Assigned task. Produce word for word the lines of the data below running from the one that has "point(562, 115)" to the one that has "point(168, 237)", inclusive, and no others.
Top of Information
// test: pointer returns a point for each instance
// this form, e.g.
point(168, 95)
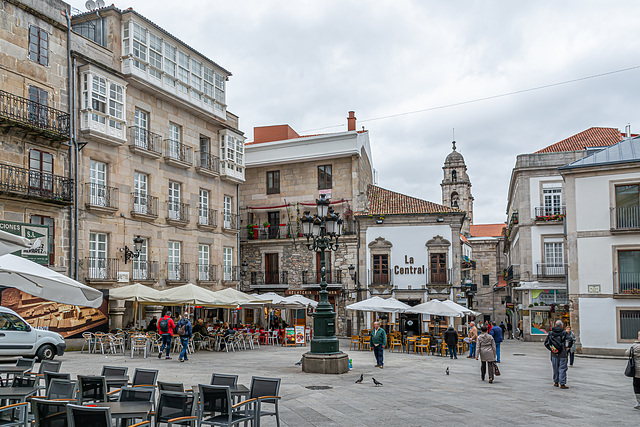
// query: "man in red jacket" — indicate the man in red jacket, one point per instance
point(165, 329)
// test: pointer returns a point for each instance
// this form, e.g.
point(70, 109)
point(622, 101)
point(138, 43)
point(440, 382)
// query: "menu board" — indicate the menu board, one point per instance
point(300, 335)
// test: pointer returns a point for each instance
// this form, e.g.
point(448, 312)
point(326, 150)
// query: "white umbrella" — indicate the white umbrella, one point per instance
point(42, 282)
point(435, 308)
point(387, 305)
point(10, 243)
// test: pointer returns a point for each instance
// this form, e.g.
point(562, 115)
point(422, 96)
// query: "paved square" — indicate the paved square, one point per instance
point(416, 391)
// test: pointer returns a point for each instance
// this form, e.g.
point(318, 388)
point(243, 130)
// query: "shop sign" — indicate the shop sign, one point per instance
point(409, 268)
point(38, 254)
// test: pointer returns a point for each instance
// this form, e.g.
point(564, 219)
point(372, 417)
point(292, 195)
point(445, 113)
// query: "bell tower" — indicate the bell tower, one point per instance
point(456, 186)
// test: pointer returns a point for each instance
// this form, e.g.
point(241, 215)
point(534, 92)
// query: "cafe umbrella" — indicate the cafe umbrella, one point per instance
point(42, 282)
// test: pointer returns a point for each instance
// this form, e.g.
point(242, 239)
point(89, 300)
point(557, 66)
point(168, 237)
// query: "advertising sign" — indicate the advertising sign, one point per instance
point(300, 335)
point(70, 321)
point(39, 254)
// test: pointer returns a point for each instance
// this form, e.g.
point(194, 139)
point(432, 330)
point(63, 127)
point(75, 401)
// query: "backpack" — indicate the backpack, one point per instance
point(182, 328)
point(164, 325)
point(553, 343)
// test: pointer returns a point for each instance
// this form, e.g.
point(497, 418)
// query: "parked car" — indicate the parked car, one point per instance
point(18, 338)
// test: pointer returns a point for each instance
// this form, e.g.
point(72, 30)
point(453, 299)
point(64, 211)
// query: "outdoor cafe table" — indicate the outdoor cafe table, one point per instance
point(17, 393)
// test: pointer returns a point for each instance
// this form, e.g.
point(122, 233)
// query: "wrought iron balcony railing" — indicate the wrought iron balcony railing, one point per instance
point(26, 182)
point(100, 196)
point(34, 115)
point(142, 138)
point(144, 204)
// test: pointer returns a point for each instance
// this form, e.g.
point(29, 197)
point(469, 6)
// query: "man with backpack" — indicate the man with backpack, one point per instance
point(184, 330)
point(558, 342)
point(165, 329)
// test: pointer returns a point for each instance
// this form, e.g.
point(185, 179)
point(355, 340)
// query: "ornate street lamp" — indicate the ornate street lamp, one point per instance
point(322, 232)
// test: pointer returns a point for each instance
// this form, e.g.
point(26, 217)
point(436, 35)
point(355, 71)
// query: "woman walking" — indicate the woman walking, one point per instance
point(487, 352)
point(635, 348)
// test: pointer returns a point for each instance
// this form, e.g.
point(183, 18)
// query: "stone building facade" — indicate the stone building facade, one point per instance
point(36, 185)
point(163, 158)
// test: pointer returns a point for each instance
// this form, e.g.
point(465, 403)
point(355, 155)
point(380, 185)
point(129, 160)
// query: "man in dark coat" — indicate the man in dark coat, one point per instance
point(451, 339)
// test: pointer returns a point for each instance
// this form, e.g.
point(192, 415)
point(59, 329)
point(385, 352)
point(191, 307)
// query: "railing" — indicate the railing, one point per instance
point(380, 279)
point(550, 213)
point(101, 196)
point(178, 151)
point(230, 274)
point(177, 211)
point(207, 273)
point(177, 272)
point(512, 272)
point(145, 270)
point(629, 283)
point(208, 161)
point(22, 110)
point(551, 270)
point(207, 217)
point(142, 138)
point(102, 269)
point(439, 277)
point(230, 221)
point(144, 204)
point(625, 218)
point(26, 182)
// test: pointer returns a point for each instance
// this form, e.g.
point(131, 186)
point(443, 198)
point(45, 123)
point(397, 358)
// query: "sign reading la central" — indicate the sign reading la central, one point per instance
Bottom of Information
Written reply.
point(562, 115)
point(422, 96)
// query: "paved square" — indicate the paved square, one point per instance
point(416, 391)
// test: pointer returns a point for each instance
// this form, e.g.
point(318, 388)
point(243, 130)
// query: "shop sign" — indicate the shop sign, one point per instance
point(409, 268)
point(38, 254)
// test: pointer returns a point for each instance
// this form, e.g.
point(564, 219)
point(372, 417)
point(292, 195)
point(445, 113)
// query: "bell tower" — indicate the bell tower, one point per instance
point(456, 186)
// test: pointer returns a point for each instance
// this form, e.g.
point(241, 215)
point(534, 92)
// query: "cafe umbrella" — indicate the cafe umbrella, one point per instance
point(42, 282)
// test: pointer returns a point for each instance
// this form, e.g.
point(242, 239)
point(89, 300)
point(557, 66)
point(168, 237)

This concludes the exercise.